> **Stated exercise**: Extract each line of the listing below that contains the string "Provide", and reproduce those lines in the order in which they appear.

> **Stored data**:
============

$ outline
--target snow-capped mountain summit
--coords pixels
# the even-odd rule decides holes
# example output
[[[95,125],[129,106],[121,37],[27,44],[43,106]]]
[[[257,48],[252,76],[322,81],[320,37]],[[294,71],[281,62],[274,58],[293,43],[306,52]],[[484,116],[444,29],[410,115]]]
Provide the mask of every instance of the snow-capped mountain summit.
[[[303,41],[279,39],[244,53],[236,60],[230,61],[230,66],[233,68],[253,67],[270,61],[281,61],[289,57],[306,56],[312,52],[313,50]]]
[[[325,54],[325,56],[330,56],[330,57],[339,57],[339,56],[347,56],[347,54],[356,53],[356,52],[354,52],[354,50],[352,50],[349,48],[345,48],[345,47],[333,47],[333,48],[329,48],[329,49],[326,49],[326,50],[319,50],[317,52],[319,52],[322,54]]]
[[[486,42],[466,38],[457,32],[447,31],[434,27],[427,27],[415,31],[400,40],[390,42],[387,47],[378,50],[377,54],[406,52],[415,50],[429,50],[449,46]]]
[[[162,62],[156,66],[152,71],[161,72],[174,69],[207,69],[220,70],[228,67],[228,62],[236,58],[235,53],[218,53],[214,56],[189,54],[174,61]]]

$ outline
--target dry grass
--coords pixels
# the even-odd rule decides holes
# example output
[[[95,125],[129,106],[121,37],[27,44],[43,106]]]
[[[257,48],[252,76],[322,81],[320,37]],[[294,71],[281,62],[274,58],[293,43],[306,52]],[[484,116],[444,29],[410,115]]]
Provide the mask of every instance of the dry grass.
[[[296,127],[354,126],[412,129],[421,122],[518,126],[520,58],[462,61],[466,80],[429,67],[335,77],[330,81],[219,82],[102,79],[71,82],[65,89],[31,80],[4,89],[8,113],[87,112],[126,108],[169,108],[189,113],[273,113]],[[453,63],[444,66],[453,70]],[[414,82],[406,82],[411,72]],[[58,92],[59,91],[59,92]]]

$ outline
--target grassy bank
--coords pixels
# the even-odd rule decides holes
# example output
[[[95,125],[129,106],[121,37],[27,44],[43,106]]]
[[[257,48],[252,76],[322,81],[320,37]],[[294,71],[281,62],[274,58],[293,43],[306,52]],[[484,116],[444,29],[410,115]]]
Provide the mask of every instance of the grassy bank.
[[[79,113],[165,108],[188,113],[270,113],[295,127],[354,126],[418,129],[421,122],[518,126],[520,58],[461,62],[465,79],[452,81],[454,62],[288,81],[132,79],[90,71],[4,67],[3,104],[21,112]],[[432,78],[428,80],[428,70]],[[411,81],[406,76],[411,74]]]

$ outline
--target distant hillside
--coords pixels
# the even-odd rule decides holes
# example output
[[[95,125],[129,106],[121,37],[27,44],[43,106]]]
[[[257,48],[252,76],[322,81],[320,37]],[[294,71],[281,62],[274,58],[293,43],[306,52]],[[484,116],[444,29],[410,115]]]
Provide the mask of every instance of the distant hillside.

============

> **Answer to the exercise**:
Provide the mask of every instance of the snow-capped mountain summit.
Provide the mask of every instance of the dry grass.
Provide the mask of every instance of the grassy bank.
Provide the mask of every instance of the distant hillside.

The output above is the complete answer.